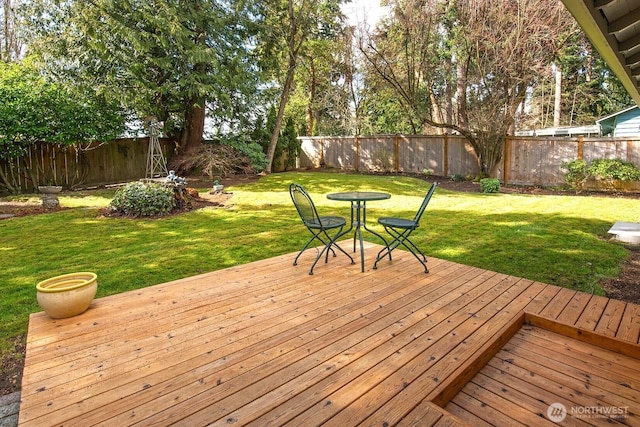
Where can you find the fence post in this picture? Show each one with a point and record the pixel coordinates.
(580, 146)
(357, 155)
(396, 154)
(507, 158)
(446, 154)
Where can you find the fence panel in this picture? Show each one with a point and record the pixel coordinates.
(118, 161)
(376, 153)
(527, 160)
(536, 161)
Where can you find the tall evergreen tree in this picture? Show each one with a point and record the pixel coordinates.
(168, 59)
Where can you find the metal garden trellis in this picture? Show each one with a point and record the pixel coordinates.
(156, 163)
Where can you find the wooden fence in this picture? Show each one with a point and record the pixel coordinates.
(118, 161)
(526, 161)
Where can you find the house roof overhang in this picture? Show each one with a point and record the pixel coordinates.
(613, 26)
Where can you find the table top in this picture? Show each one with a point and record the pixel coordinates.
(358, 196)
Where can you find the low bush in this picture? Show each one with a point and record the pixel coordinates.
(143, 199)
(490, 185)
(614, 169)
(576, 175)
(578, 171)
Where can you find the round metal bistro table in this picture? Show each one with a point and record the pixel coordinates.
(358, 200)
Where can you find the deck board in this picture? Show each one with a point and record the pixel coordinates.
(268, 344)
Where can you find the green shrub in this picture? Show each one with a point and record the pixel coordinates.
(490, 185)
(614, 169)
(143, 199)
(577, 173)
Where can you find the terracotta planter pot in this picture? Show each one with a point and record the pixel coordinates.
(67, 295)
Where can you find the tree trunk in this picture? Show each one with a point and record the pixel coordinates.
(558, 98)
(284, 98)
(294, 43)
(191, 136)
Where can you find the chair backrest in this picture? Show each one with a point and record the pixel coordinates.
(304, 205)
(425, 202)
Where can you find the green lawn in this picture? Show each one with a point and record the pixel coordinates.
(553, 239)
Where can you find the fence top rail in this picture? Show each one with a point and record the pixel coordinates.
(510, 137)
(381, 135)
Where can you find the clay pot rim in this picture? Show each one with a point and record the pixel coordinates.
(66, 282)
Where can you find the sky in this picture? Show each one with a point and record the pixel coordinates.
(359, 10)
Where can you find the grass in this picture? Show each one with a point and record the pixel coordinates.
(553, 239)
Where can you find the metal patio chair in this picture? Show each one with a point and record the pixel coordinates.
(318, 226)
(400, 229)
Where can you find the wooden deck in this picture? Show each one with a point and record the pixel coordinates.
(267, 344)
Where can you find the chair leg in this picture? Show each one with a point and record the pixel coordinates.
(401, 239)
(329, 247)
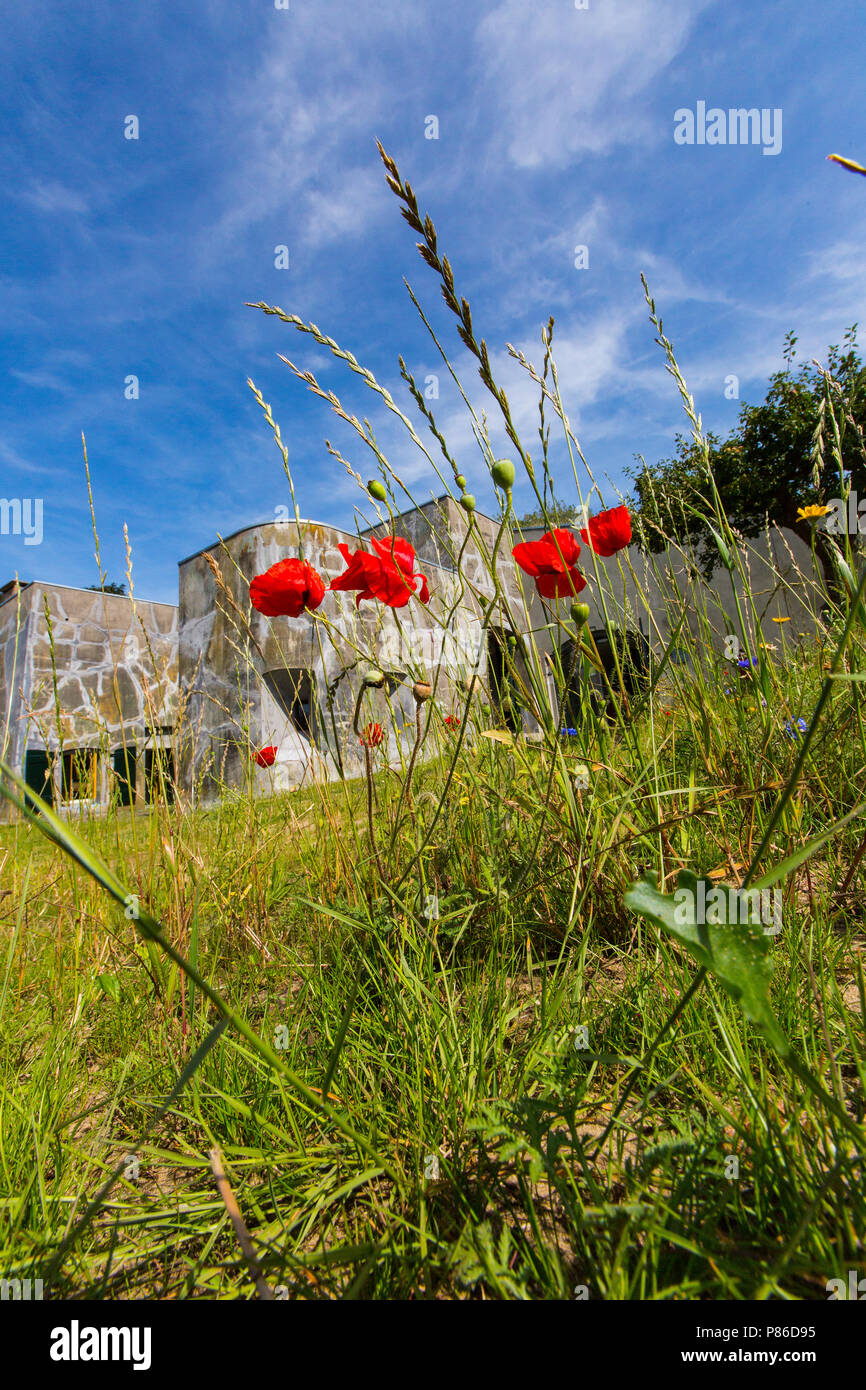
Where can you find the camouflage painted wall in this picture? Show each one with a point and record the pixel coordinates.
(110, 677)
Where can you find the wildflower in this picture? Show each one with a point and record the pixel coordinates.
(287, 588)
(794, 730)
(387, 576)
(555, 570)
(609, 531)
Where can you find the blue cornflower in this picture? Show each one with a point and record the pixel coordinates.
(795, 730)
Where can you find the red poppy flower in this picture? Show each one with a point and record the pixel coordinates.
(609, 531)
(387, 576)
(287, 588)
(555, 570)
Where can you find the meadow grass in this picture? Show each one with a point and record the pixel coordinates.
(530, 1090)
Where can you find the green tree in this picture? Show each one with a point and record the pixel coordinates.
(783, 455)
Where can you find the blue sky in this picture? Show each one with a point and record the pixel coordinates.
(257, 128)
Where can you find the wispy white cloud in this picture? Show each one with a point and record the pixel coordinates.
(50, 196)
(563, 82)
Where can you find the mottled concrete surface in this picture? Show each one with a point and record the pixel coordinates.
(227, 649)
(228, 677)
(84, 669)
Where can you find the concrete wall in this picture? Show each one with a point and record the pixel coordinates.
(97, 673)
(225, 649)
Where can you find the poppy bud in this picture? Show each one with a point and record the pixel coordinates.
(503, 474)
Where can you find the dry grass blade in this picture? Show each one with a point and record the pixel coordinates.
(241, 1232)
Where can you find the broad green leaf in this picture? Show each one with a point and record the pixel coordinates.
(737, 954)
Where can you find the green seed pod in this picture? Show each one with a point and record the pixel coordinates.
(503, 474)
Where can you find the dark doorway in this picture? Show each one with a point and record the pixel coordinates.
(587, 687)
(501, 660)
(124, 762)
(38, 774)
(159, 774)
(79, 772)
(293, 690)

-=-=-

Exactly reproduce the lines beginning with the one that contains "Where can you find the poppy" and ending with the last line of the material, both included. Leave out everything else.

Where can you find the poppy bud in this picture? Show each one with a point and record the pixel coordinates.
(503, 474)
Where can you find the dry grass blade in this picture? Show each one with a point and record the pixel coordinates.
(241, 1232)
Where can you find the broad green leaf in this picture? Show each one with a point and record the pixel coordinates.
(737, 954)
Where can you find the green seed pod in this picture? Show each one with a point and record the pixel coordinates.
(503, 474)
Where can you find the dark doorway in this picture? Show each one with a point and record the pixel coordinates.
(587, 687)
(501, 660)
(124, 762)
(38, 774)
(159, 774)
(79, 772)
(293, 690)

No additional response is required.